Which lines have the string "running"? Copy all of them from the entries below.

[Spatial localization data]
------------------------

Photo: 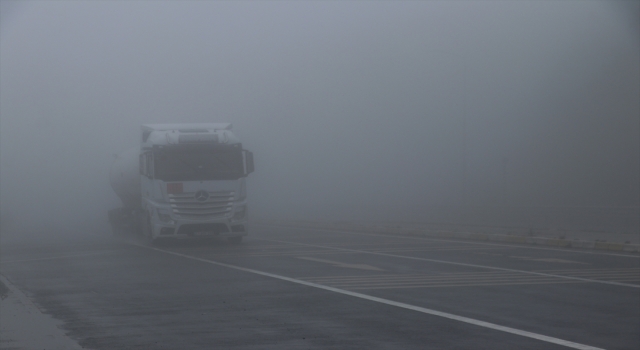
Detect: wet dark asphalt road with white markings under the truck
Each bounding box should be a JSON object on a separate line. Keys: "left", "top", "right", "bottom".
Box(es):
{"left": 0, "top": 226, "right": 640, "bottom": 350}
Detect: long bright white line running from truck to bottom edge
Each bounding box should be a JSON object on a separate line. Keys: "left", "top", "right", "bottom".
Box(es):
{"left": 136, "top": 244, "right": 604, "bottom": 350}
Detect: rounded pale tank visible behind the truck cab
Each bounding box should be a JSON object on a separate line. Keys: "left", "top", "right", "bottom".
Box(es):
{"left": 109, "top": 146, "right": 140, "bottom": 208}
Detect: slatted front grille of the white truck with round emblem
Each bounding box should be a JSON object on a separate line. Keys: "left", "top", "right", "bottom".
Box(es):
{"left": 169, "top": 191, "right": 235, "bottom": 219}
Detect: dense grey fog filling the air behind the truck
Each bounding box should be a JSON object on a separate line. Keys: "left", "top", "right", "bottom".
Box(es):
{"left": 0, "top": 1, "right": 640, "bottom": 234}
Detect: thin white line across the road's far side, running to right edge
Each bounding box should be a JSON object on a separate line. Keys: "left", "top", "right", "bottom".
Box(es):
{"left": 254, "top": 238, "right": 640, "bottom": 288}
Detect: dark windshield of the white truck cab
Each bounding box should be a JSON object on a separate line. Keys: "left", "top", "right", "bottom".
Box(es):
{"left": 155, "top": 147, "right": 244, "bottom": 181}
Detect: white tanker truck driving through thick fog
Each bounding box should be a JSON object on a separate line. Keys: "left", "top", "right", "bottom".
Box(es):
{"left": 109, "top": 123, "right": 253, "bottom": 243}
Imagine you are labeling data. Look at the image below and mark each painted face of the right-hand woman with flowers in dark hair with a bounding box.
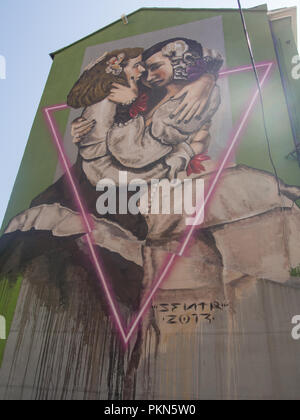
[145,52,174,87]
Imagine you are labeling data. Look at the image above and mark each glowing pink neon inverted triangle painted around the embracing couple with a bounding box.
[43,62,274,345]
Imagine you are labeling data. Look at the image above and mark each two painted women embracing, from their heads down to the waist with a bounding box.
[68,39,223,185]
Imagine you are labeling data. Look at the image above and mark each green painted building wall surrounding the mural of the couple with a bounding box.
[0,6,300,360]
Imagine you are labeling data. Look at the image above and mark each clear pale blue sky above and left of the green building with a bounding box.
[0,0,300,226]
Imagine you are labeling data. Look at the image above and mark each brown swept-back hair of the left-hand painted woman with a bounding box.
[67,48,144,108]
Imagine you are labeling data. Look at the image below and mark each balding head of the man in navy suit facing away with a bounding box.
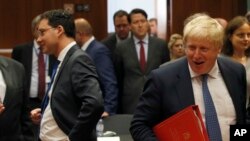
[75,18,93,36]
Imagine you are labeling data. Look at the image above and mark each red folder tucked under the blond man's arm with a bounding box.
[153,105,209,141]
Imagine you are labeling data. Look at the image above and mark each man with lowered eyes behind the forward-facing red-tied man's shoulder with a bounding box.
[102,10,131,57]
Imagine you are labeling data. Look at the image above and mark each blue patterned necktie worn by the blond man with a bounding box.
[202,74,222,141]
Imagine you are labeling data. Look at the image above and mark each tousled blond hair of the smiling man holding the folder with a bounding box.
[183,15,224,48]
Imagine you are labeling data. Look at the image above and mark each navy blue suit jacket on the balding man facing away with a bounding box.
[86,40,118,115]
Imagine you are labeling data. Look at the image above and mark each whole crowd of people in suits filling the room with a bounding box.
[0,8,250,141]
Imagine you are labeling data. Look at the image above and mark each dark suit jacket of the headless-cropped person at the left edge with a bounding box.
[0,57,34,141]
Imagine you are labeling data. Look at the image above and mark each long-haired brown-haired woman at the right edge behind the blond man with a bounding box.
[222,16,250,108]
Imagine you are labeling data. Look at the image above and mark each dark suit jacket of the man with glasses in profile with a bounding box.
[50,46,103,141]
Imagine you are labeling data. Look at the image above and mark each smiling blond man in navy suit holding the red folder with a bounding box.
[130,15,246,141]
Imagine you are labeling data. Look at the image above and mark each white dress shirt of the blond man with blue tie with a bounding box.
[189,62,236,141]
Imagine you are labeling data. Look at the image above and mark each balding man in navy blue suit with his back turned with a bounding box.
[75,18,118,117]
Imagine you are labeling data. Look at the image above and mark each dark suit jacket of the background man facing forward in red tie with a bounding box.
[114,37,170,114]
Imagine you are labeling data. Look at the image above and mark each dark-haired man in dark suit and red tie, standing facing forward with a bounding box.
[114,9,170,114]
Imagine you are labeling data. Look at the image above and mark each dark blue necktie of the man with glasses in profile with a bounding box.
[41,60,60,114]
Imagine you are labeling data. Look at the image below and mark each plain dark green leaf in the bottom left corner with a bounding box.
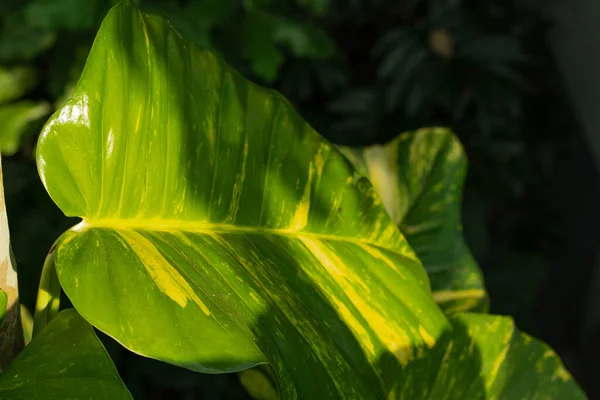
[0,309,131,400]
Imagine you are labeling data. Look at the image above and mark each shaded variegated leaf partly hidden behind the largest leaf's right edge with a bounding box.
[342,128,488,313]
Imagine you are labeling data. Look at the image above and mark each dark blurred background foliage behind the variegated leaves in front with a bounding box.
[0,0,600,399]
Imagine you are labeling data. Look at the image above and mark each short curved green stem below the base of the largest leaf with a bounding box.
[32,250,61,338]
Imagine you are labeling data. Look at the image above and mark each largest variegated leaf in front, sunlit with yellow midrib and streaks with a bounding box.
[37,3,447,399]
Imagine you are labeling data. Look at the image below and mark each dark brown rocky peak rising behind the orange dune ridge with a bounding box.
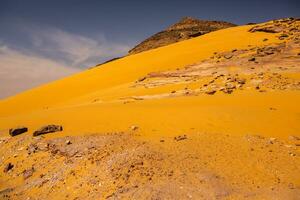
[129,17,236,55]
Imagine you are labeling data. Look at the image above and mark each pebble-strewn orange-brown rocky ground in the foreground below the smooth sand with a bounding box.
[0,130,300,199]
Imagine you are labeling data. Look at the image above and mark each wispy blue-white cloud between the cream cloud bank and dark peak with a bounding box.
[27,27,130,68]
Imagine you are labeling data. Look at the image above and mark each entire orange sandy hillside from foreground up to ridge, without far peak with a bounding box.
[0,18,300,199]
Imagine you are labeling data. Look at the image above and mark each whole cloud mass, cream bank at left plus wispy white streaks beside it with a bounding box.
[0,23,129,98]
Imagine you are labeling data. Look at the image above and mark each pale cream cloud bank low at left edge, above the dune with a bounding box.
[0,44,78,98]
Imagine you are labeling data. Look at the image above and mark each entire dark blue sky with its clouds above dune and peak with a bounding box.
[0,0,300,98]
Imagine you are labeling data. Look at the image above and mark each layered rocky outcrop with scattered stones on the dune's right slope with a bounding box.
[132,19,300,99]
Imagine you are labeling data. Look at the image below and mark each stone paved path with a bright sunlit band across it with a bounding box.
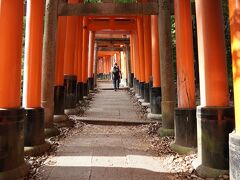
[41,82,174,180]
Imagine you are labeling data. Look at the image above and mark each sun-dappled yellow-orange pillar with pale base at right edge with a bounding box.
[229,0,240,179]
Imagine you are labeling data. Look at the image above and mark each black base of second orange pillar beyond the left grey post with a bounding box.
[64,75,77,109]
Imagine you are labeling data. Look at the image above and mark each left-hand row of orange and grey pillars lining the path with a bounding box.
[0,0,97,179]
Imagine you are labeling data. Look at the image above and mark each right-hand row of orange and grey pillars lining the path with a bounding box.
[130,0,240,179]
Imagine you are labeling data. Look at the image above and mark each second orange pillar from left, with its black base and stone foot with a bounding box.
[23,0,49,155]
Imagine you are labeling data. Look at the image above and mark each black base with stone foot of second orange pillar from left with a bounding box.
[24,107,49,155]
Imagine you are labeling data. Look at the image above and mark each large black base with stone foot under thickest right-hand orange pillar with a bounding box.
[194,106,234,178]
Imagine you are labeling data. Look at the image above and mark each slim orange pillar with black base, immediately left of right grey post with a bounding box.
[148,15,161,120]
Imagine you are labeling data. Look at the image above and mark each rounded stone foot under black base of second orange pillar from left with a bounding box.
[24,141,50,156]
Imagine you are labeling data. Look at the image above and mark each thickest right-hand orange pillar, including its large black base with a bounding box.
[193,0,234,176]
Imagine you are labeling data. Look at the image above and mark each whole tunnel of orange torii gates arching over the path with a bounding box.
[0,0,240,179]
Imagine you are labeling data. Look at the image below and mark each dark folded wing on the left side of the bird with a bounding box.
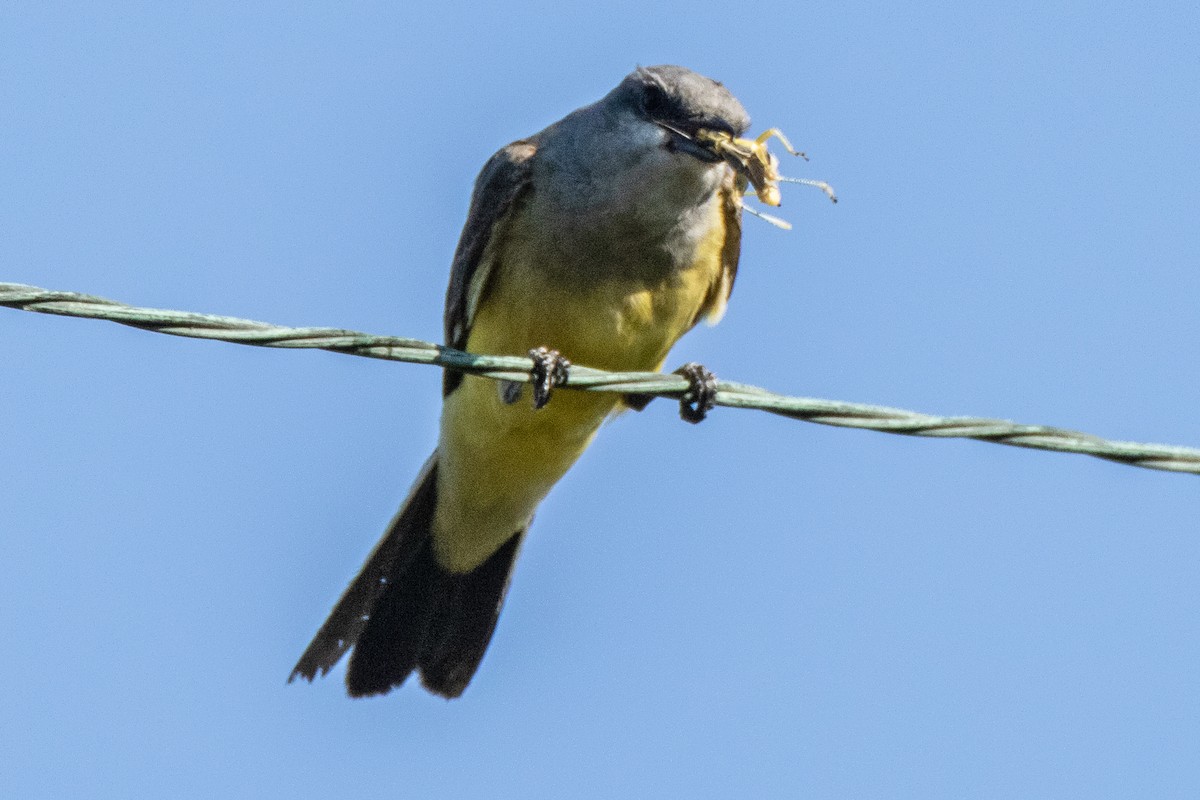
[442,139,538,395]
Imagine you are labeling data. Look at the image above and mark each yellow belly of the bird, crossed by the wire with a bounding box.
[433,206,724,572]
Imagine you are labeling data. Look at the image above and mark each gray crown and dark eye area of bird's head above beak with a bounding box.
[611,65,750,144]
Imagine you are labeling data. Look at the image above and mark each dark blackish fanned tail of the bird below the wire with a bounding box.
[288,452,524,698]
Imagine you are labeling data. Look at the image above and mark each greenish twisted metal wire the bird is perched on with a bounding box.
[0,283,1200,474]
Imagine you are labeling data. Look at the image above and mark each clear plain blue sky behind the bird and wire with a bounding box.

------------------------

§ **SOLVED EXERCISE**
Detect: long bright white line running from truck to bottom edge
Detect: thin white line across the road's far side, running to right edge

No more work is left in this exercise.